── READING TEXT

The first impulse of conscience is apt to be right; the first impulse of appetite or passion is generally wrong.-We should be faithful to the former, but suspicious of the latter.

The religions we count false, may, for a time, have had their use; being, in their origin, faint, though misunderstood echoes of an early divine revelation, and also as Emerson says. "affirmations of the conscience, correcting the evil customs of their times."

To murder character is as truly a crime as to murder the body: the tongue of the slanderer is brother to the dagger of the assassin.

What we need in religion, is not new light, but new sight; not new paths, but new strength to walk in the old ones; not new duties, but new strength from on high to fulfill those that are plain before us.

Sinful and forbidden pleasures are like poisoned bread; they may satisfy appetite for the moment, but there is death in them at the end.

The first step to improvement, whether mental, moral, or religious, is to know ourselves--our weakness, errors, deficiencies, and sins, that, by divine grace, we may overcome and turn from them all.

The secret of a good memory is attention, and attention to a subject depends upon our interest in it. We rarely forget that which has made a deep impression on our minds.

To possess money is very well; it may be a most valuable servant; to be possessed by it, is to be possessed by a devil, and one of the meanest and worst kind of devils.

Whatever our place allotted to us by Providence that for us is the post of honor and duty. God estimates us, not by the position we are in, but by the way in which we fill it.

Some men are born old, and some men never seem so. If we keep well and cheerful, we are always young and at last die in youth even when in years would count as old.

The great end of education is to discipline rather than to furnish the mind; to train it to the use of its own powers, rather than fill it with the accumulation of others.

────

» **GIVEN INSTRUCTION**
Reproduce the maxims above in full, word for word. The rows that follow have no connection to the maxims.

── DATA PROVIDED

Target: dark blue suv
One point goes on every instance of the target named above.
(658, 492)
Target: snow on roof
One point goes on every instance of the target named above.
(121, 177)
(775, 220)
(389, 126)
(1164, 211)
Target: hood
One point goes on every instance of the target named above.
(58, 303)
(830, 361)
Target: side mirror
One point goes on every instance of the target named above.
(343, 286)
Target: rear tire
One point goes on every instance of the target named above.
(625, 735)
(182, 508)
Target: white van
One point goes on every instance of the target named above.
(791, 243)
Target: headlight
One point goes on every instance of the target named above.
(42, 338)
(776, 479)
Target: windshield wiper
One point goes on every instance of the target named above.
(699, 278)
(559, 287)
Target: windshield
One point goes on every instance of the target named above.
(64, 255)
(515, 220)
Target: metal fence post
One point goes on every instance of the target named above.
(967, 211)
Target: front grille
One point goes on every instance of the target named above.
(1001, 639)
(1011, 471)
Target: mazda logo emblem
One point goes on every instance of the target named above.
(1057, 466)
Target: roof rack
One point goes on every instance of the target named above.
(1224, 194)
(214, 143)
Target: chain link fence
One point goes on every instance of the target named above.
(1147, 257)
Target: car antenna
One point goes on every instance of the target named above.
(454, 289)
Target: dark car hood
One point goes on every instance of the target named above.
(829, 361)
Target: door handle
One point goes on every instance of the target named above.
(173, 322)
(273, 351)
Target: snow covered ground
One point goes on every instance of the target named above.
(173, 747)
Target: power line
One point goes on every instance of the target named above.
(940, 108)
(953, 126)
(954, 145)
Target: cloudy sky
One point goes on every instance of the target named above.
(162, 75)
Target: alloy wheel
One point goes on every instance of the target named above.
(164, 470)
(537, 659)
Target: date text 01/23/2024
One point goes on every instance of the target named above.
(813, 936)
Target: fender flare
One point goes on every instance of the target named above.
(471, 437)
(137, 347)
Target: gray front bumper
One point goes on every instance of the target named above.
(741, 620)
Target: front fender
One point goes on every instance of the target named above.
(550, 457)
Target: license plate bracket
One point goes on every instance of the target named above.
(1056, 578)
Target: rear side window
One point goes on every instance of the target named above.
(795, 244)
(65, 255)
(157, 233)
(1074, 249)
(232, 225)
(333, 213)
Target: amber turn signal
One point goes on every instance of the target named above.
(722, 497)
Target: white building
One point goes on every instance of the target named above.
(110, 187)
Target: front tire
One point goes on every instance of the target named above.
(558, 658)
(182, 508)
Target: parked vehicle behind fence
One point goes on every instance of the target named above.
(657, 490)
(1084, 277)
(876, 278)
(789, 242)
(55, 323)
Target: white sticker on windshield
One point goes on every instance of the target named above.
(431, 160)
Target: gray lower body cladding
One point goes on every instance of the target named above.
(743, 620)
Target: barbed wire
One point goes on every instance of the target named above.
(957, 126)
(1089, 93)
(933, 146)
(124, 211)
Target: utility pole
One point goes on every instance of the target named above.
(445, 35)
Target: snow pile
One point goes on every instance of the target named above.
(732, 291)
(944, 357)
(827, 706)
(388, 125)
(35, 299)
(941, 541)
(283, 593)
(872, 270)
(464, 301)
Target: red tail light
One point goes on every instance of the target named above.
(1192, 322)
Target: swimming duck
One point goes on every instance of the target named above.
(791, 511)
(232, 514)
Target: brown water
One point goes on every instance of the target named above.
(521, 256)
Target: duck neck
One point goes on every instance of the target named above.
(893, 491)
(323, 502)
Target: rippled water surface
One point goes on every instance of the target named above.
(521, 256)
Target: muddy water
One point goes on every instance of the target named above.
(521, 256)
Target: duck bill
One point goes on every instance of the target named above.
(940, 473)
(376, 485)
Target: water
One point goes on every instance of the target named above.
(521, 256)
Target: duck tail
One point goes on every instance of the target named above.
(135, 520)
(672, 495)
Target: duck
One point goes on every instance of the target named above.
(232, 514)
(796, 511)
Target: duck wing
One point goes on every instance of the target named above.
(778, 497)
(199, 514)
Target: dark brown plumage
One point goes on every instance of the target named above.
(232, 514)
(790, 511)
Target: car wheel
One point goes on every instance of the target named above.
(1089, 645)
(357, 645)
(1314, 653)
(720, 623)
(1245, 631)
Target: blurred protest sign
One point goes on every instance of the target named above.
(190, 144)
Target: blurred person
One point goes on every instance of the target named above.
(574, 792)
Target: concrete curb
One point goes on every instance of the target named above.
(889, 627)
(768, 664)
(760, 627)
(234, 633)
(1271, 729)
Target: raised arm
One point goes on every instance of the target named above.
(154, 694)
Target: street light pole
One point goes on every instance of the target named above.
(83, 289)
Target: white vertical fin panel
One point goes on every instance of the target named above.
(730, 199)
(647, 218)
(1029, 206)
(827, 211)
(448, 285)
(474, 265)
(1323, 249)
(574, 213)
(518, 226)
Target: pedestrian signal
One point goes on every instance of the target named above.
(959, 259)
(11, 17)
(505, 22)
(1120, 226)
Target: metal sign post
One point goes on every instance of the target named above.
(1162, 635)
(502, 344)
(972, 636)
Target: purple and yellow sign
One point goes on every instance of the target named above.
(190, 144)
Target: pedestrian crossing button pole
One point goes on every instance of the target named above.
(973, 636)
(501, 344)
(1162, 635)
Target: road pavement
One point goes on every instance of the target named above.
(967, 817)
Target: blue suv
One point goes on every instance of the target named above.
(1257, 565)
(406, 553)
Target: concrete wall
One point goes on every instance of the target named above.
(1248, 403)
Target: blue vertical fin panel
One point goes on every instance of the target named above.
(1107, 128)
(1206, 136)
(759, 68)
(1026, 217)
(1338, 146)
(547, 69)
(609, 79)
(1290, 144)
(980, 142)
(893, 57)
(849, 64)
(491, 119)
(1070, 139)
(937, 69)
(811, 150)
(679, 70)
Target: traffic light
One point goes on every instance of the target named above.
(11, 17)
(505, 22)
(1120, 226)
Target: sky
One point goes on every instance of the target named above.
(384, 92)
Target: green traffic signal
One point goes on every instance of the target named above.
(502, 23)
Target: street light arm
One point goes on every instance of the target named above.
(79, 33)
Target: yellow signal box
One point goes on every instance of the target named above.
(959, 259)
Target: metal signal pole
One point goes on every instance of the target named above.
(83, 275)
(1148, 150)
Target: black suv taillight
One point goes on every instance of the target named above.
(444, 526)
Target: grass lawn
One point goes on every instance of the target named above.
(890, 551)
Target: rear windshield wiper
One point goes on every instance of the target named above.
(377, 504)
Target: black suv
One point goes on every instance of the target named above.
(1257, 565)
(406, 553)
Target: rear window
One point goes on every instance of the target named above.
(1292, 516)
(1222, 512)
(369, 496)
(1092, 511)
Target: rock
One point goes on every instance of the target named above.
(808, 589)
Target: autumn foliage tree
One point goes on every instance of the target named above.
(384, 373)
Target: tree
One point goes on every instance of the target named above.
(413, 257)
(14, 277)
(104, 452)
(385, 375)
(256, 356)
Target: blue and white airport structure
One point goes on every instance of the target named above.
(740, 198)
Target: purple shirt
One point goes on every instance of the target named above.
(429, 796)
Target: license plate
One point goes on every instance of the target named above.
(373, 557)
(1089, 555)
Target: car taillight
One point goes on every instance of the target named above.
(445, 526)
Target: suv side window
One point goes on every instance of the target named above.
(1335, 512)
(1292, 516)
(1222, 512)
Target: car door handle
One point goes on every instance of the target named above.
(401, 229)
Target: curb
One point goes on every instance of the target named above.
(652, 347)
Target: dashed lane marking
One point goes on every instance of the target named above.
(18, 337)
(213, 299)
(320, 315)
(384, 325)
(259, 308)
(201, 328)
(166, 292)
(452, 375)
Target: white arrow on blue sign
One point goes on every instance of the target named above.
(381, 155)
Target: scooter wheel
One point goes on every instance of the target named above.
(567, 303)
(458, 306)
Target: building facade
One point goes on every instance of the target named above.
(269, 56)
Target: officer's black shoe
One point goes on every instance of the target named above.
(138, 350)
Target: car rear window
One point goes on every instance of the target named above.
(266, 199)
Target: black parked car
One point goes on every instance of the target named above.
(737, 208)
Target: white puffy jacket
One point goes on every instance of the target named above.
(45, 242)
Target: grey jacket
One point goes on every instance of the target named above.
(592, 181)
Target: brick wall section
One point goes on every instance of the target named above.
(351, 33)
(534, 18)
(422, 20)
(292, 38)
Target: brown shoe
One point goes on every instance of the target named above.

────

» **RESPONSE FOR THIS EXERCISE**
The first impulse of conscience is apt to be right; the first impulse of appetite or passion is generally wrong.-We should be faithful to the former, but suspicious of the latter.

The religions we count false, may, for a time, have had their use; being, in their origin, faint, though misunderstood echoes of an early divine revelation, and also as Emerson says. "affirmations of the conscience, correcting the evil customs of their times."

To murder character is as truly a crime as to murder the body: the tongue of the slanderer is brother to the dagger of the assassin.

What we need in religion, is not new light, but new sight; not new paths, but new strength to walk in the old ones; not new duties, but new strength from on high to fulfill those that are plain before us.

Sinful and forbidden pleasures are like poisoned bread; they may satisfy appetite for the moment, but there is death in them at the end.

The first step to improvement, whether mental, moral, or religious, is to know ourselves--our weakness, errors, deficiencies, and sins, that, by divine grace, we may overcome and turn from them all.

The secret of a good memory is attention, and attention to a subject depends upon our interest in it. We rarely forget that which has made a deep impression on our minds.

To possess money is very well; it may be a most valuable servant; to be possessed by it, is to be possessed by a devil, and one of the meanest and worst kind of devils.

Whatever our place allotted to us by Providence that for us is the post of honor and duty. God estimates us, not by the position we are in, but by the way in which we fill it.

Some men are born old, and some men never seem so. If we keep well and cheerful, we are always young and at last die in youth even when in years would count as old.

The great end of education is to discipline rather than to furnish the mind; to train it to the use of its own powers, rather than fill it with the accumulation of others.